_Supplied material_

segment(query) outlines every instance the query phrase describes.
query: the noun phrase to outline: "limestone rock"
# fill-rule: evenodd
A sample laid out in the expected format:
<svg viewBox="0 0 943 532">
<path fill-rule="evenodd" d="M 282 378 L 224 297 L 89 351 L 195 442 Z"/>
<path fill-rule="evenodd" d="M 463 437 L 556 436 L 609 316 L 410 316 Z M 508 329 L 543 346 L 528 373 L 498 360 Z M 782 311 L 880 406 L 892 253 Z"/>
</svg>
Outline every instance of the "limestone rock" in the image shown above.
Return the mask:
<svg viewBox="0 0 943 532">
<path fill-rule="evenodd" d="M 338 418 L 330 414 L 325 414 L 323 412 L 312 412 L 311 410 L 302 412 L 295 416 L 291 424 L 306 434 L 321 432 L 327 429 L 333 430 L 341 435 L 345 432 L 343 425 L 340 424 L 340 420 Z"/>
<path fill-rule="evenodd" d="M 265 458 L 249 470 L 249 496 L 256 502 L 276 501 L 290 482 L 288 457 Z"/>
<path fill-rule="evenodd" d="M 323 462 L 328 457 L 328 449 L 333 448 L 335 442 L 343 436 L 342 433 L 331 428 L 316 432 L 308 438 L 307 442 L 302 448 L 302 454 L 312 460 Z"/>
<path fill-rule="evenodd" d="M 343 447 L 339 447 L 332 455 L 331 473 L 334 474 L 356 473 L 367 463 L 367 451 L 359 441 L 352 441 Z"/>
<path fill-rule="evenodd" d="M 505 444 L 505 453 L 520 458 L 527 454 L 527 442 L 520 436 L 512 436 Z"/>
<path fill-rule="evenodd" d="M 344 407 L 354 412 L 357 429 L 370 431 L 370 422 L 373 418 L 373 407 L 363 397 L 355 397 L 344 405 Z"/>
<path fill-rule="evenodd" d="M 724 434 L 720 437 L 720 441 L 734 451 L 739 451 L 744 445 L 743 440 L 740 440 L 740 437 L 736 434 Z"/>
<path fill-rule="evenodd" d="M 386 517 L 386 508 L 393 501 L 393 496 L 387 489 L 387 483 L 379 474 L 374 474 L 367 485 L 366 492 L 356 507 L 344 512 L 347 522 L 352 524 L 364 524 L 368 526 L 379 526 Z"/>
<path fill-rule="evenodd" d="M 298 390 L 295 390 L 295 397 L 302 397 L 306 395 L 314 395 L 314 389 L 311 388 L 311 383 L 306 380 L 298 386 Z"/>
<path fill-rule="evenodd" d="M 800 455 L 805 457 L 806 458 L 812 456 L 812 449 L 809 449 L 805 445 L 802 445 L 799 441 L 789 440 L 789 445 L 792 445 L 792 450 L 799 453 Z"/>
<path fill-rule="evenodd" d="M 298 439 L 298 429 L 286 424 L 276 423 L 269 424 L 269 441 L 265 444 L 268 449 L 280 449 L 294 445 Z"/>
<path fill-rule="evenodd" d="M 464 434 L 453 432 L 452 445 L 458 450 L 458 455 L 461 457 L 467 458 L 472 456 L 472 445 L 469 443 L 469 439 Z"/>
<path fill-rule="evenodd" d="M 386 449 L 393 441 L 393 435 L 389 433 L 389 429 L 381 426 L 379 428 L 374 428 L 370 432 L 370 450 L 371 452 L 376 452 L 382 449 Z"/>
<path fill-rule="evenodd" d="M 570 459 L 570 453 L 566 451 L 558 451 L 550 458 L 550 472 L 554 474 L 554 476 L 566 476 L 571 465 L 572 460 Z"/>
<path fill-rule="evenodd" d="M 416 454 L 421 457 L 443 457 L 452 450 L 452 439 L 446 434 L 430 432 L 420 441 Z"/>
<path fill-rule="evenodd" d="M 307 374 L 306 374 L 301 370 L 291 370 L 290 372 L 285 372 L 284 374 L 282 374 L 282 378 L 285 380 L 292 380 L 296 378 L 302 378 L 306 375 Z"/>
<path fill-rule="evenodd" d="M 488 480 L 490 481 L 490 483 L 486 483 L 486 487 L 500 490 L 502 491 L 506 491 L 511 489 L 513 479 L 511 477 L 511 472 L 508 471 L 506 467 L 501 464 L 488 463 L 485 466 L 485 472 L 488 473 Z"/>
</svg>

_What this task involves_
Copy the whole listing above word for word, with nothing changed.

_Final result_
segment(query) outlines every instance the query phrase describes.
query: the noun phrase to outline: "limestone rock"
# fill-rule: evenodd
A sample laid out in the expected format:
<svg viewBox="0 0 943 532">
<path fill-rule="evenodd" d="M 282 378 L 224 297 L 89 351 L 195 442 Z"/>
<path fill-rule="evenodd" d="M 463 437 L 556 436 L 609 316 L 410 316 Z M 508 329 L 543 346 L 528 373 L 498 360 Z M 782 311 L 880 406 L 892 253 Z"/>
</svg>
Outline every instance of the "limestone rock" in the image shown above.
Return the mask:
<svg viewBox="0 0 943 532">
<path fill-rule="evenodd" d="M 338 418 L 330 414 L 325 414 L 323 412 L 312 412 L 311 410 L 302 412 L 295 416 L 291 424 L 306 434 L 321 432 L 327 429 L 333 430 L 341 435 L 345 432 L 343 425 L 340 424 L 340 420 Z"/>
<path fill-rule="evenodd" d="M 265 458 L 249 470 L 249 496 L 256 502 L 276 501 L 290 482 L 288 457 Z"/>
<path fill-rule="evenodd" d="M 323 462 L 328 457 L 328 449 L 333 448 L 335 442 L 343 436 L 342 433 L 331 428 L 316 432 L 308 438 L 307 442 L 302 448 L 302 454 L 312 460 Z"/>
<path fill-rule="evenodd" d="M 343 447 L 339 447 L 332 455 L 331 473 L 334 474 L 356 473 L 367 463 L 367 451 L 359 441 L 352 441 Z"/>
<path fill-rule="evenodd" d="M 505 444 L 505 453 L 520 458 L 527 454 L 527 442 L 520 436 L 512 436 Z"/>
<path fill-rule="evenodd" d="M 344 407 L 354 412 L 357 429 L 370 431 L 370 422 L 373 418 L 373 407 L 363 397 L 355 397 L 344 405 Z"/>
<path fill-rule="evenodd" d="M 724 434 L 720 437 L 720 441 L 734 451 L 739 451 L 744 445 L 743 440 L 740 440 L 740 437 L 736 434 Z"/>
<path fill-rule="evenodd" d="M 386 517 L 386 508 L 393 501 L 393 496 L 387 489 L 387 483 L 379 474 L 374 474 L 367 485 L 366 492 L 356 507 L 344 512 L 347 522 L 352 524 L 364 524 L 368 526 L 379 526 Z"/>
<path fill-rule="evenodd" d="M 298 390 L 295 390 L 295 397 L 302 397 L 306 395 L 314 395 L 314 389 L 311 388 L 311 383 L 306 380 L 298 386 Z"/>
<path fill-rule="evenodd" d="M 800 455 L 805 457 L 806 458 L 812 456 L 812 449 L 809 449 L 805 445 L 802 445 L 799 441 L 789 440 L 789 445 L 792 445 L 792 450 L 799 453 Z"/>
<path fill-rule="evenodd" d="M 298 439 L 298 429 L 286 424 L 276 423 L 269 424 L 269 441 L 265 444 L 268 449 L 280 449 L 294 445 Z"/>
<path fill-rule="evenodd" d="M 464 434 L 453 432 L 452 445 L 458 450 L 458 455 L 461 457 L 467 458 L 472 456 L 472 445 L 469 443 L 469 439 Z"/>
<path fill-rule="evenodd" d="M 386 449 L 393 441 L 393 435 L 389 433 L 389 429 L 381 426 L 379 428 L 374 428 L 370 432 L 370 450 L 371 452 L 376 452 L 382 449 Z"/>
<path fill-rule="evenodd" d="M 570 459 L 570 453 L 566 451 L 558 451 L 550 458 L 550 472 L 554 474 L 554 476 L 566 476 L 571 465 L 572 460 Z"/>
<path fill-rule="evenodd" d="M 416 454 L 421 457 L 443 457 L 452 450 L 452 439 L 446 434 L 430 432 L 420 441 Z"/>
<path fill-rule="evenodd" d="M 307 374 L 306 374 L 301 370 L 291 370 L 290 372 L 285 372 L 284 374 L 282 374 L 282 378 L 285 380 L 292 380 L 296 378 L 302 378 L 306 375 Z"/>
<path fill-rule="evenodd" d="M 488 480 L 490 481 L 490 483 L 486 483 L 486 487 L 500 490 L 502 491 L 506 491 L 511 489 L 513 479 L 511 477 L 511 472 L 508 471 L 506 467 L 501 464 L 488 463 L 485 466 L 485 472 L 488 473 Z"/>
</svg>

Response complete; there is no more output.